• [Information supplied]
################

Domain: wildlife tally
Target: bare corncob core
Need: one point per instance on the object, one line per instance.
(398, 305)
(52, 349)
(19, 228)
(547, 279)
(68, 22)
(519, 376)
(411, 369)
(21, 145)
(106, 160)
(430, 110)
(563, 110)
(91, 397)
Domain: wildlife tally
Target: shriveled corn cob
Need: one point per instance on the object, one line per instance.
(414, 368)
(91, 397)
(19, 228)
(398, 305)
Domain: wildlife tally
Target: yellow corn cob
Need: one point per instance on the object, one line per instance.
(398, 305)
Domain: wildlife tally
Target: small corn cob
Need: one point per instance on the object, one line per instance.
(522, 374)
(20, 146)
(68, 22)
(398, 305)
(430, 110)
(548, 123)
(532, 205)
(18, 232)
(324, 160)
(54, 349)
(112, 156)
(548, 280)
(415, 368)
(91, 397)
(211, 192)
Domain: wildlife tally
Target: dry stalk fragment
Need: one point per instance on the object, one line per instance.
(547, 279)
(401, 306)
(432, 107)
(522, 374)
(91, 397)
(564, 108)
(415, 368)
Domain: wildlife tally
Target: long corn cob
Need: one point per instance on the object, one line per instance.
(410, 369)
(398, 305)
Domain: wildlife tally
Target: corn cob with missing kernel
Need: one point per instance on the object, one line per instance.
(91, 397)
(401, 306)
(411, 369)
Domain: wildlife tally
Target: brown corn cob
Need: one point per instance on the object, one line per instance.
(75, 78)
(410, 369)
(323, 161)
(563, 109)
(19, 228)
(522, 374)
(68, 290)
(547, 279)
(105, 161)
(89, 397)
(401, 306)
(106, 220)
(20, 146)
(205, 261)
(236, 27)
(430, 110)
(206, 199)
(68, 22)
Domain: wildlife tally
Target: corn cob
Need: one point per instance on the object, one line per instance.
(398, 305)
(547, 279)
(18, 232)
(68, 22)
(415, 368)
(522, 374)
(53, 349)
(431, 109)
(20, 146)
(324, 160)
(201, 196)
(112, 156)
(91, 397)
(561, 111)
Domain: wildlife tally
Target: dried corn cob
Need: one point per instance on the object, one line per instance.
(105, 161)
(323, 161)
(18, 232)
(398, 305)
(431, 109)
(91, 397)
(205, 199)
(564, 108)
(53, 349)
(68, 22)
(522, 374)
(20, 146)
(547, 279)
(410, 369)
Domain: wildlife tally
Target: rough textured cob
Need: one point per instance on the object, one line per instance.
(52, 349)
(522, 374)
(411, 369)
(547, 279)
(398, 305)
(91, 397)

################

• [Goal]
Each record above should be restated word for word.

• [Answer in full]
Domain: wildlife tally
Target: bare corncob core
Need: one point per instance on the object, one line per instance.
(398, 305)
(52, 349)
(19, 228)
(547, 279)
(68, 22)
(519, 376)
(411, 369)
(21, 145)
(106, 160)
(430, 110)
(563, 110)
(91, 397)
Domain: wildlife tally
Target: shriveled corn cob
Need: one point per instance on the object, one line per instance.
(414, 368)
(91, 397)
(19, 228)
(398, 305)
Domain: wildlife tally
Target: yellow corn cob
Need: one point per instance on the object, one line per instance.
(398, 305)
Domain: wildlife tally
Target: small corn cob
Need: one point per instance on the object, one line per instance.
(522, 374)
(20, 146)
(68, 22)
(398, 305)
(430, 110)
(548, 123)
(532, 205)
(18, 232)
(324, 160)
(54, 349)
(112, 156)
(548, 280)
(415, 368)
(91, 397)
(211, 192)
Domain: wildlife tally
Target: dry stalk fragment
Need: one point per instance on the object, one line per instance.
(547, 279)
(401, 306)
(432, 107)
(522, 374)
(91, 397)
(564, 108)
(415, 368)
Domain: wildlife tally
Target: long corn cob
Need: one point per instance on the object, one line per instance.
(410, 369)
(398, 305)
Domain: wildlife tally
Target: corn cob with missing kernel
Need: one point per instance on the object, one line per instance.
(91, 397)
(401, 306)
(411, 369)
Domain: wildlife tally
Target: brown corn cob
Need: one point per instance on the object, one line per instance.
(75, 78)
(410, 369)
(323, 161)
(563, 109)
(19, 228)
(522, 374)
(68, 290)
(547, 279)
(105, 161)
(89, 397)
(401, 306)
(106, 220)
(20, 146)
(205, 261)
(236, 27)
(430, 110)
(206, 199)
(68, 22)
Domain: wildlife tally
Target: corn cob
Need: one point per instance on the object, one line per instance.
(398, 305)
(547, 279)
(18, 232)
(68, 22)
(415, 368)
(522, 374)
(53, 349)
(431, 109)
(20, 146)
(324, 160)
(201, 196)
(112, 156)
(91, 397)
(561, 111)
Domain: wildlife tally
Target: dried corn cob
Need: one point per instance on the object, one line per instance.
(105, 161)
(323, 161)
(18, 232)
(398, 305)
(431, 109)
(91, 397)
(205, 199)
(564, 108)
(53, 349)
(68, 22)
(522, 374)
(20, 146)
(547, 279)
(410, 369)
Domain: wildlife tally
Target: rough textured cob
Need: one point per instance on the object, one line per instance.
(52, 349)
(522, 374)
(411, 369)
(547, 279)
(398, 305)
(91, 397)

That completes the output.